ACTIVITY 1: From the NBA coronavirus article, copy the text from "That memo also" to "fans weren’t present.".
ACTIVITY 2: In the NBA coronavirus article, shorten the paragraph that begins "Currently, according to Wojnarowski" but keep its main facts.
ACTIVITY 3: List every person named in the NBA coronavirus article.

Amid growing concerns over how professional sports leagues should best-mitigate the spread coronavirus, the NBA will reportedly meet with team owners and governors on Wednesday to discuss the league’s next steps — with concerns escalating among executives that more drastic steps could be coming, according to Adrian Wojnarowski of ESPN.
Those steps could include playing games with only essential personnel present in arenas — a contingency plan the NBA required teams to prepare for in a memo last Friday.
That memo also detailed instructions for teams to be prepared for “the possibility of implementing temperature checks on players, team staff, referees and anyone else who is essential to conducting such a game in the team’s arena.”
Currently, according to Wojnarowski, there are no mandates from national, state or local officials saying that games should be played without fans. But the NBA has committed to having teams ramp up their preparations for all possible contingencies — based on emerging and rapidly evolving details from consultations with medical experts and municipalities.
Los Angeles Lakers superstar LeBron James responded to the possibility of suiting up in an empty arena recently, saying he wouldn’t play if fans weren’t present.
“Nah, that’s impossible,” James said after the Lakers’ 113-103 victory against the Milwaukee Bucks on Friday. “I ain’t playing. If I ain’t got the fans in the crowd, that’s what I play for. I play for my teammates, I play for the fans. That’s what it’s all about. If I show up to an arena, and there ain’t no fans there? I ain’t playing. So, they could do what they want to do.”
Wojnarowski also reported with ESPN colleague Brian Windhorst that the NBA is planning to limit locker room access to “players and essential team personnel,” while instructing teams to create a “6-to-8 foot distance” between players and media members during availability sessions.
As of Monday morning, the coronavirus outbreak has sickened more than 110,200 people worldwide, according to a compilation of official counts done by the New York Times, with at least 3,835 people having died — all but 716 of which happened in mainland China.

DATA SEGMENT:
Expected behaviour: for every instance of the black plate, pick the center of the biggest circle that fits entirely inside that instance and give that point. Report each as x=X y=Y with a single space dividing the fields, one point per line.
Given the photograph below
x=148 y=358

WORKED SOLUTION 1:
That memo also detailed instructions for teams to be prepared for “the possibility of implementing temperature checks on players, team staff, referees and anyone else who is essential to conducting such a game in the team’s arena.”
Currently, according to Wojnarowski, there are no mandates from national, state or local officials saying that games should be played without fans. But the NBA has committed to having teams ramp up their preparations for all possible contingencies — based on emerging and rapidly evolving details from consultations with medical experts and municipalities.
Los Angeles Lakers superstar LeBron James responded to the possibility of suiting up in an empty arena recently, saying he wouldn’t play if fans weren’t present.

WORKED SOLUTION 2: Wojnarowski reports that no national, state or local officials have ordered games to be played without fans. Still, the NBA wants teams to step up their preparations for every possible scenario, based on fast-changing information from medical experts and municipalities.

WORKED SOLUTION 3:
- Adrian Wojnarowski
- LeBron James
- Brian Windhorst